YOUR ASSIGNMENT: Which of the lines below include the word "brushed"? Pull each one out.

Data items:
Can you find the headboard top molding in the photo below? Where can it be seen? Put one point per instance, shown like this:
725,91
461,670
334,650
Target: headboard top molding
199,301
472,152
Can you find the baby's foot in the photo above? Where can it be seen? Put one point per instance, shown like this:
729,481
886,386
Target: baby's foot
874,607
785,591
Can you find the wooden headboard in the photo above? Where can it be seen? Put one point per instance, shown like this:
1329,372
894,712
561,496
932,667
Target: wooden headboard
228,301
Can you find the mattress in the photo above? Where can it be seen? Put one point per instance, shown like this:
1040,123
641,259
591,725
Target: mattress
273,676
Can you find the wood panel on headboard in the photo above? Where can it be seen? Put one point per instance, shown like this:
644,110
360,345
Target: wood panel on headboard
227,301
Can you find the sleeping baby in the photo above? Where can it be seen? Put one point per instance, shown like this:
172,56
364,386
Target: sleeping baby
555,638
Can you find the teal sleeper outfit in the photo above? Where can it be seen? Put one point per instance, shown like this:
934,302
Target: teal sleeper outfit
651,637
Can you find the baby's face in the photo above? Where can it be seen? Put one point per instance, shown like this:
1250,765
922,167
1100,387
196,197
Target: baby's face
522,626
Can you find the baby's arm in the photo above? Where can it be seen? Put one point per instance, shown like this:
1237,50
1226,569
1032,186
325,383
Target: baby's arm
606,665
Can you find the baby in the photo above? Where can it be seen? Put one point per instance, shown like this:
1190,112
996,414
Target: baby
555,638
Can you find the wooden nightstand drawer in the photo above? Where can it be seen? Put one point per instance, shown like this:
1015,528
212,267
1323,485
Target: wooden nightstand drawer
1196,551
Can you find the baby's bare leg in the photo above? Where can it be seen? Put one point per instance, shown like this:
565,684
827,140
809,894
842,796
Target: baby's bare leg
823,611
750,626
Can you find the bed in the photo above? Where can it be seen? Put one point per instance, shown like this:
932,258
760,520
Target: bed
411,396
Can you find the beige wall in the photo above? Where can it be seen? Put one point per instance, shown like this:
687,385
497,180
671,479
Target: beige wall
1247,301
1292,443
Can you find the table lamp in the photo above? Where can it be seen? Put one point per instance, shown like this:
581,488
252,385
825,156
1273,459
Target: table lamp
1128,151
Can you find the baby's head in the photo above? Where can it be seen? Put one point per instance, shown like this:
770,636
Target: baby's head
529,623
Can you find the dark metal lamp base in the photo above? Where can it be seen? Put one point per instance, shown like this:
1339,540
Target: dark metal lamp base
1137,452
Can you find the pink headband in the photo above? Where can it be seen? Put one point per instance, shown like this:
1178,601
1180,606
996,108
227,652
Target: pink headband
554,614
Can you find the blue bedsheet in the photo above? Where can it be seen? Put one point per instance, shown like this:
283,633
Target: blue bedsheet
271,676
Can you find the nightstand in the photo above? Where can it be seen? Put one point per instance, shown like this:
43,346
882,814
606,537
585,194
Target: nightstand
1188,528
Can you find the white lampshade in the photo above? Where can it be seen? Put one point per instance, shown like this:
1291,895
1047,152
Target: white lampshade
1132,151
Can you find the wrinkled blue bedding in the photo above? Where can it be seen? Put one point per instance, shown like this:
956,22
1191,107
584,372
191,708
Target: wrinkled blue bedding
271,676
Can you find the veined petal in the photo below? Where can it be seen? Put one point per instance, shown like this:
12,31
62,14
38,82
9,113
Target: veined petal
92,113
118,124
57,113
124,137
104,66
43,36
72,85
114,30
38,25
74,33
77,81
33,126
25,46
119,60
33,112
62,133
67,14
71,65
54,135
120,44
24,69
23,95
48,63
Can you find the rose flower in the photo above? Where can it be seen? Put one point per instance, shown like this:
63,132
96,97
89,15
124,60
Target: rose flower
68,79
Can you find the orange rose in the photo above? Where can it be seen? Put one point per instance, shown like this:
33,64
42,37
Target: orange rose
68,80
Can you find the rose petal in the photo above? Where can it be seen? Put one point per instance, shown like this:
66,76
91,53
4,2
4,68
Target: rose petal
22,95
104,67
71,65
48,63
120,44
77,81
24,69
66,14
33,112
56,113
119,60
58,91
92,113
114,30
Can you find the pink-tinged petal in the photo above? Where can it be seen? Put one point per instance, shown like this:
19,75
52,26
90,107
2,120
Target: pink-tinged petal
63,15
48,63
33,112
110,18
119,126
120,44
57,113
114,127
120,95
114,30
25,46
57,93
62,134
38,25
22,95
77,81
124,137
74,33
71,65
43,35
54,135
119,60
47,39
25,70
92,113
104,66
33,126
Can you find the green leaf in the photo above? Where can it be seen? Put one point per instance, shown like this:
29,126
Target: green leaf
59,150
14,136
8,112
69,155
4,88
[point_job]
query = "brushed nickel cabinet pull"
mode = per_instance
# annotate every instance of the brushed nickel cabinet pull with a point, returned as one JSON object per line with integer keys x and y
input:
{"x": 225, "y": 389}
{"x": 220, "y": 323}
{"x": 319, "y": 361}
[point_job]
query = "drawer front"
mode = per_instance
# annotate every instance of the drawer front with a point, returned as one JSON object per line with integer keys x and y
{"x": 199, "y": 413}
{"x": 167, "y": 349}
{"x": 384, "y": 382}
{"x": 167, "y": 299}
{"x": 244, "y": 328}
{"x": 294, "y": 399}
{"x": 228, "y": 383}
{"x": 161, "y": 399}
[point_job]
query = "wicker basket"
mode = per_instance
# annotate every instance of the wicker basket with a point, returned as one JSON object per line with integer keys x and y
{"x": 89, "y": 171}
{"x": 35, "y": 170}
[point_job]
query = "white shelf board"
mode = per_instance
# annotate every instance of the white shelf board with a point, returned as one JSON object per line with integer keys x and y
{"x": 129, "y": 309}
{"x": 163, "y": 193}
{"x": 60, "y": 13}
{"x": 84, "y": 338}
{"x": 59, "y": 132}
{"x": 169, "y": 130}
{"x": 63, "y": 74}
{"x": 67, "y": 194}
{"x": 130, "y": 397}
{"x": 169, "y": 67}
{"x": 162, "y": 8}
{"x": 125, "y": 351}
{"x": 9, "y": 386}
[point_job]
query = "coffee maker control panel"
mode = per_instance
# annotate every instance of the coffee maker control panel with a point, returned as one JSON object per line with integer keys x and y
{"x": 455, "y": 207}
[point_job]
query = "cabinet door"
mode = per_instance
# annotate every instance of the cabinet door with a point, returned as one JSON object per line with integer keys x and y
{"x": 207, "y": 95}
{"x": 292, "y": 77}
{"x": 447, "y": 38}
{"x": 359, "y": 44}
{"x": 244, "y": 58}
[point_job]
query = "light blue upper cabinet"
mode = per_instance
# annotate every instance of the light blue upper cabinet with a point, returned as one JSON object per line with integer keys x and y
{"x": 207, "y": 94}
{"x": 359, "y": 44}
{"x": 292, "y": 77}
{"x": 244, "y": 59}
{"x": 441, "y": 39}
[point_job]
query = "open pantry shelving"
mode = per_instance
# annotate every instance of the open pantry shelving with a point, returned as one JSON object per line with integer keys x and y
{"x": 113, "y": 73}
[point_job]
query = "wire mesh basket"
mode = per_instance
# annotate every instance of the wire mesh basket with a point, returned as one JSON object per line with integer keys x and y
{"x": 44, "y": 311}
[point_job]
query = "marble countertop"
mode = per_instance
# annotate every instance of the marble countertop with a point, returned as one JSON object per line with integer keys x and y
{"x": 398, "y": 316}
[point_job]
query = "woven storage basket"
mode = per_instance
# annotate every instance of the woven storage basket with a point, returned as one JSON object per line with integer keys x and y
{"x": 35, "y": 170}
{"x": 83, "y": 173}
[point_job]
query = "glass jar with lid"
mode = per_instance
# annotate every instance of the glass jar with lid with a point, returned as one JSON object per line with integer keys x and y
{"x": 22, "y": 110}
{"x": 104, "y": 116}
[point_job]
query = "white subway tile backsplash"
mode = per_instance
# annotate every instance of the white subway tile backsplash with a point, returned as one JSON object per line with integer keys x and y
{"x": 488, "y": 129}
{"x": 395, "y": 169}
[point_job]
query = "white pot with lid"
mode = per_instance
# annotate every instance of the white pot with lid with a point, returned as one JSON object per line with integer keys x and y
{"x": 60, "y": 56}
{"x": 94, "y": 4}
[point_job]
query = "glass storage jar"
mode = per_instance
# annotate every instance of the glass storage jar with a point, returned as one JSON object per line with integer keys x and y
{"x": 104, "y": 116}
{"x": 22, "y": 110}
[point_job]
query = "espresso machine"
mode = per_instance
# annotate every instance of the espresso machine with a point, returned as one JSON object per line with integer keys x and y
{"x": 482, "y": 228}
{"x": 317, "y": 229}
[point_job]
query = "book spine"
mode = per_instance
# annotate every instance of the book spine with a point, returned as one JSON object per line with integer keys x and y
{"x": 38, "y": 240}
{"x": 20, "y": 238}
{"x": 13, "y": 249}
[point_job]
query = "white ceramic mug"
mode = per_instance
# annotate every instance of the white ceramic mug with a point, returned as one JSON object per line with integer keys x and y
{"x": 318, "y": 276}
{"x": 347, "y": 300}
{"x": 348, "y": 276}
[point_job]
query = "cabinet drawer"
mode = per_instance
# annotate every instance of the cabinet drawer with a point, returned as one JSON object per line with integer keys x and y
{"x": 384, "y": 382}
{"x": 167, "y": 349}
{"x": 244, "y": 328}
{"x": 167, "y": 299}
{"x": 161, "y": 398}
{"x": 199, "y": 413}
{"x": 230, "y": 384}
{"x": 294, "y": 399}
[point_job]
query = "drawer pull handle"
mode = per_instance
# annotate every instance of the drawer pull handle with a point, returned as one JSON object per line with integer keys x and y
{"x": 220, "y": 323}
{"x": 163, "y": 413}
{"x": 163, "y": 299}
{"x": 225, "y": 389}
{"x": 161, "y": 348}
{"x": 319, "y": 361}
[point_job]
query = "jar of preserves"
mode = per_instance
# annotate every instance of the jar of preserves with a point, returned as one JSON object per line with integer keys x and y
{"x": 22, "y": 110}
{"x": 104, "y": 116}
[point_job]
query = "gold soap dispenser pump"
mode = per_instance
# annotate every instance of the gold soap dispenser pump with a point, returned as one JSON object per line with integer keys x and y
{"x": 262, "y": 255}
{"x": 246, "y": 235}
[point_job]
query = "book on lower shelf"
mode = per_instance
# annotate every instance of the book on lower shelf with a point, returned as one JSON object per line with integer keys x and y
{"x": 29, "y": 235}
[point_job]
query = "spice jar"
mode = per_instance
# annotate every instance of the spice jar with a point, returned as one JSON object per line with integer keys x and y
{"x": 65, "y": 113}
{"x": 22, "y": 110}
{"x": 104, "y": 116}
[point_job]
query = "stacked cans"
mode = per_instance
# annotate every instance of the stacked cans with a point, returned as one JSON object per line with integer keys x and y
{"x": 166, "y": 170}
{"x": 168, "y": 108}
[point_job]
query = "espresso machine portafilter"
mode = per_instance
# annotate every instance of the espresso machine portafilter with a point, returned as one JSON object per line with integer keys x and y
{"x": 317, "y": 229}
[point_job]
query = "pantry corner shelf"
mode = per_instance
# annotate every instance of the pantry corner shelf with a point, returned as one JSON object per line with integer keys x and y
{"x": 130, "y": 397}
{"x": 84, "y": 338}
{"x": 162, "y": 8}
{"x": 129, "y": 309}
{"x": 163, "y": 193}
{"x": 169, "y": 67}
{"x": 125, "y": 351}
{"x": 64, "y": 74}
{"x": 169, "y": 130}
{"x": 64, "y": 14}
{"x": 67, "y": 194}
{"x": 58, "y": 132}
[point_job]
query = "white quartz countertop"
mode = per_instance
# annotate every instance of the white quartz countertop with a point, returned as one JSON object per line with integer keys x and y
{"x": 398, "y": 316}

SOLUTION FOR THIS EXERCISE:
query = "brushed nickel cabinet pull"
# annotate every instance of the brushed nickel cabinet pull with a point, returned as one JSON object per line with integer keys x and y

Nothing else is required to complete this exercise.